**PROBLEM REQUIREMENTS**
Could you write out the material below line for line, leaving out the pictures?

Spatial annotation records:
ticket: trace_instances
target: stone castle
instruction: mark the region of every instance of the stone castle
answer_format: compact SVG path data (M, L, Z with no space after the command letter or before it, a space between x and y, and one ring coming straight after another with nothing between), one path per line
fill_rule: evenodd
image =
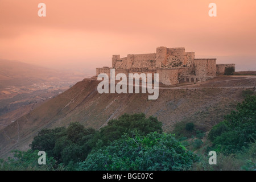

**RESPONSE**
ticket: trace_instances
target: stone castle
instruction: mark the region of every instance of the stone castle
answer_format: compact SVG path data (M, L, Z with no space after the command letter or before it, a space between x and y, and one ring coming straight after another with nothing between), one path per line
fill_rule: evenodd
image =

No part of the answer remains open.